Activities =>
1) Please update the wastewater study extract, starting at "Klebsiella pneumoniae: K." and ending at "convex and mucous.", with "Tergitol7 Agar" replaced by "Tergitol 7 agar".
2) In the wastewater study extract, over what period was water sampling conducted?

The water consumption is estimated at 425 m3/d at a rate of 1.04 m3/d/bed, with a flow rate ranging from 1.63 to 12.67 m3/h [13]. The WWTP is located northwest of the city, at 7.4 km from the CHU hospital with a capacity equivalent to 1.3 inhabitants and an average daily flow of 100 000 m3/d. The WWTP is constructed in such a way as to ensure a tree-stage treatment of urban wastewaters: The first stage concerns pretreatment (by screening, desoldering and degreasing) and primary treatment (primary settling), the second stage concerns the secondary treatment (activated sludge) and the third stage is dedicated to advanced tertiary treatment (coagulation, flocculation, sand filtration and ultraviolet “UV” disinfection).
Water sampling was conducted from January 2015 to June 2015, at fourteen different points: P1 to P10 at each department of the hospital, P11 at the main effluent outlet of the hospital, which is discharged into the main sewerage network of the urban wastewater of Marrakech. The last three sampling points were done in Marrakech WWTP: P12 at the inlet of the system, P13 after the secondary treatment by activated sludge and P14 after the advanced tertiary treatment by coagulation, flocculation, followed by filtration on sand beds and then UV disinfection (Table 1). The choice of the WWTP is justified by the re-use of the treated water in the irrigation of green spaces, golf courses and the palm grove of the OULJA domain in Marrakech city.
Methods of analysis
Isolation and identification of bacteria Enterobacteriaceae Escherichia coli: E. coli detection was done according to the standard method NM ISO 9308-1/NM 03.7.003 using Tergitol7 Agar. After incubation at (44±0.5) °C for (21±3) hours, yellow to orange color, yellow halos under the membrane are developed. These colonies were confirmed by the oxidase test plus an indole test.
Klebsiella pneumoniae: K. pneumoniae develops on Tergitol7 Agar (standard method NM ISO 9308-1/NM 03.7.003). After incubation at (36 ± 2) °C, for 24 hours, the colonies (2mm to 3mm in diameter) of k. pneumoniae are lactose-positive, convex and mucous.
Salmonella spp: According to the standard method NM ISO 19250/ NM 03.7.050, the following steps were done: a) Pre-enrichment: The buffered peptone water is seeded at room temperature with a known volume of the sample or its dilutions and incubated at (36±2) °C for (18 ± 2) hours. Larger volumes can be concentrated by membrane filtration, after which the filter membrane is transferred to the buffered peptone water. b) Enrichment: Rappaport-Vassiliadis soy bean medium (RVS broth) and Muller-Kauffmann tetrathionate-novobiocin broth (MKTTn) are inoculated with the pre-enrichement culture. RVS broth is incubated at (41.5±1) °C for (24±3) hours and MKTTn broth at (36±2) °C for (24±3) hours. To detect Salmonella spp. with slow growth, incubate the enrichment broth for an additional (24±3) hours for a total incubation period of (48±4) hours at (41.5±1.0) °C. c) Isolation on selective growth medium: From the cultures obtained in enrichment, two solid selective medias are inoculated: lysine xylose deoxycholate agar (XLD agar) and Hechtoen agar. After incubation of both culture media at (36±2) °C and examine after (24±3) hours. Black-centered red colonies appear on XLD agar and black-centered green, which becomes completely black at the end of incubation on Hektoen agar.

Supplied material =>
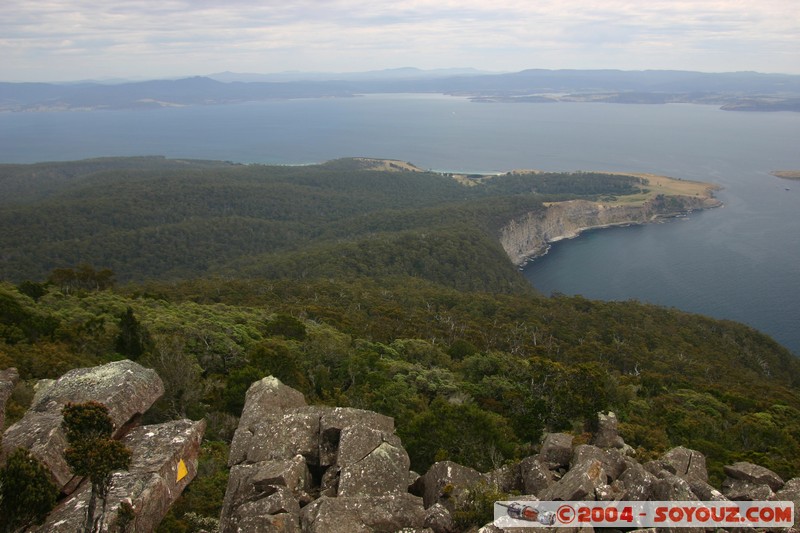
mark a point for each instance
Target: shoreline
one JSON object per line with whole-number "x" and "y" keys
{"x": 529, "y": 237}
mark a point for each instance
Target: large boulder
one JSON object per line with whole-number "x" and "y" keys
{"x": 755, "y": 474}
{"x": 508, "y": 478}
{"x": 264, "y": 397}
{"x": 163, "y": 462}
{"x": 682, "y": 462}
{"x": 580, "y": 483}
{"x": 743, "y": 490}
{"x": 438, "y": 519}
{"x": 790, "y": 492}
{"x": 363, "y": 514}
{"x": 285, "y": 453}
{"x": 8, "y": 380}
{"x": 126, "y": 388}
{"x": 673, "y": 488}
{"x": 384, "y": 470}
{"x": 636, "y": 483}
{"x": 612, "y": 459}
{"x": 556, "y": 450}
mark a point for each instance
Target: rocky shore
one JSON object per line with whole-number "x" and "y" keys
{"x": 530, "y": 235}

Replies =>
1)
Klebsiella pneumoniae: K. pneumoniae develops on Tergitol 7 agar (standard method NM ISO 9308-1/NM 03.7.003). After incubation at (36 ± 2) °C, for 24 hours, the colonies (2mm to 3mm in diameter) of k. pneumoniae are lactose-positive, convex and mucous.

2) From January 2015 to June 2015.